- _Passage given_:
_ _ _ _
# Help with yellow jackets - don't understand making hive entrance smaller



## imthegrumpyone (Jun 29, 2013)

They're a problem as well as hornets, I go through at least six big cans of spray every summer, as soon as they show up in the spring till right about this time of the year, I'm on the hunt every day. Around the house, in the garage, under this, under that, they keep me busy. Just keep after them relentlessly.


----------



## BeeMoose (Oct 19, 2013)

Its that time of year, apparently. I am experiencing the same problem. I have had yellow jackets on the ground below the hives all year, but recently they have moved up to and into the hives.

I was able to find out where their nest was and took care of them with some gas poured into it. I have also been hanging around my hives killing them individually(I'm retired. I've got 
the time)

A strong hive will be able to ward off attacks from yellow jackets and other invaders.

Good luck.


----------



## JRG13 (May 11, 2012)

You lose up to 2000 bees a day from natural attrition, a few bees to yellow jackets each day isn't anything.


----------



## Marcin (Jun 15, 2011)

JRG13 said:


> You lose up to 2000 bees a day from natural attrition, a few bees to yellow jackets each day isn't anything.


Do you have any reference/citation for that statement? 2000 seems a lot, considering that's in the ballpark range of what a queen can lay in a day. 
Maybe Rader will chime in....

@op,
it seems that this year yellow jackets are a bigger issue than usually. Closing up the openings so 1 or 2 bees get by should help, but having too many openings is a problem too.


----------



## suzyq (Jun 30, 2014)

What I found worked for me with the yellow jackets and I rarely see them any more. Took a liter pop cut the top off about 1/3 way down and flip the top so it is inside the bottle pointing down. Fill the bottle with a couple inches of pop and set by your hive. Yellow jackets get in but they don't get out. Been doing this for 3 months and have gotten more than I can count! I have 4 bottles around my only hive with different size pop bottles and the honey bees are not interested when you set them on the ground. Rarely is a bee in the bottle. Now I am getting gnats, moths and flies. I use generic coke which works great. Why spend more than you have to for those nasty pests!


----------



## jmgi (Jan 15, 2009)

The best defense against yellow jackets is to reduce the entrance to about 1 1/2" wide and 3/8" high on weaker colonies, the strong colonies you can probably go with a little larger entrance if you want, but I wouldn't. Those pop bottle traps work great, but no matter how many of them you have, you can't stop all the yellow jackets from bothering your hives, that's just the way it is.


----------



## Santa Caras (Aug 14, 2013)

Close up all your holes but one. Thats too many for a hive to protect. I beleive the screen your reffering to is called a "Robber Screen and there are several variation designs on this site. From fancy with wood frames and all to just a 'U" shaped screen stapled to the fromt entrance. Do a search on here for pics and you'll understand better. Kill any and all wasp nests you see too. Nothing wrong with using Raid when you need to!!
_ _ _ _
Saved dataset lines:
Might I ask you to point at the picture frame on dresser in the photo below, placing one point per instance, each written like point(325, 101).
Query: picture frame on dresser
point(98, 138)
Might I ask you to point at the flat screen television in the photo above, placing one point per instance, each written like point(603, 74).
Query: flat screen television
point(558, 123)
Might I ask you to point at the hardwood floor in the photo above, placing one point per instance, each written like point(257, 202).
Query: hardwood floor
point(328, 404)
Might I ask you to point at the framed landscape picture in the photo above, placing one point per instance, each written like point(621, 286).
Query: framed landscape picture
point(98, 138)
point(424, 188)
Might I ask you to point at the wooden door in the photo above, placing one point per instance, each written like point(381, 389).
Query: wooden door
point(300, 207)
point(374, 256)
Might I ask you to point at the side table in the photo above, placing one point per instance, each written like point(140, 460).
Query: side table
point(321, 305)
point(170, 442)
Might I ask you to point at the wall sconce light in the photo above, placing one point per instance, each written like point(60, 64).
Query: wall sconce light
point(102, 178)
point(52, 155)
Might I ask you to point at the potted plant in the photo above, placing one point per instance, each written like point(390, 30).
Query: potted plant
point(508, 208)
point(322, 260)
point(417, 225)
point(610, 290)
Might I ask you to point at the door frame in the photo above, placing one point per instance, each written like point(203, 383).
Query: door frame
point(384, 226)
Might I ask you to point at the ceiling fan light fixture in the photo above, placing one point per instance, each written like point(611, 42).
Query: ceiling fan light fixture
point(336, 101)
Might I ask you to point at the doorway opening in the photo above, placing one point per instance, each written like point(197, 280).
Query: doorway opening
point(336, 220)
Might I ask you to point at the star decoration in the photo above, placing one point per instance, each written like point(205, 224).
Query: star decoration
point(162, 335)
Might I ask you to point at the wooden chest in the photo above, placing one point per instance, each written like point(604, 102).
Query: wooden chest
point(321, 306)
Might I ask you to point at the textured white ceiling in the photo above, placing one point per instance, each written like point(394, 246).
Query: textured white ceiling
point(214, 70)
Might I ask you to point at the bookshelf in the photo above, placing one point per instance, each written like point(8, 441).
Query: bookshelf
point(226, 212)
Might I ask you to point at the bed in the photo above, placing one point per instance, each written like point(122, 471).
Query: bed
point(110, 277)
_ _ _ _
- _Tasks to carry out_:
• A. In the yellow jacket thread, what entrance size does jmgi suggest for weaker colonies?
• B. Write a continuation of the yellow jacket thread, starting after its last post.

- _Answers to the tasks_:
• A. About 1 1/2" wide and 3/8" high.

• B.
----------



## BeeGora (Oct 22, 2013)

I swatted a yellow jacket trying to get into the beehive this weekend. My reward was one of honeybees took issue with me and stung me on the nose. No good deed goes unpunished.


----------



## JRG13 (May 11, 2012)

Somone on beesource threw that number out, and it does refer to peak season foraging/hive population. With a hive of about 60,000 bees, it's roughly 3%.


----------



## suzyq (Jun 30, 2014)

I remember my brother telling me his hive was attacked by yellow jackets last year. He sat by his hive for hours killing yellow jackets with a fly swatter wearing a Hawaiian shirt and shorts! lol When I saw 2 yellow jackets few months ago hanging by the hive I knew I had to do something fast! Okay, so maybe I panicked a little. Grabbed my bee rock aimed to kill both of them with one crush. Killed one, got stung by the other in the hand. Then, like BeGora got stung by a honey bee. In the head! Later after talking to my brother I realized all they were doing was flying off with the dead bees but none the less, that's when I got me some coke bottles and set them around my hive.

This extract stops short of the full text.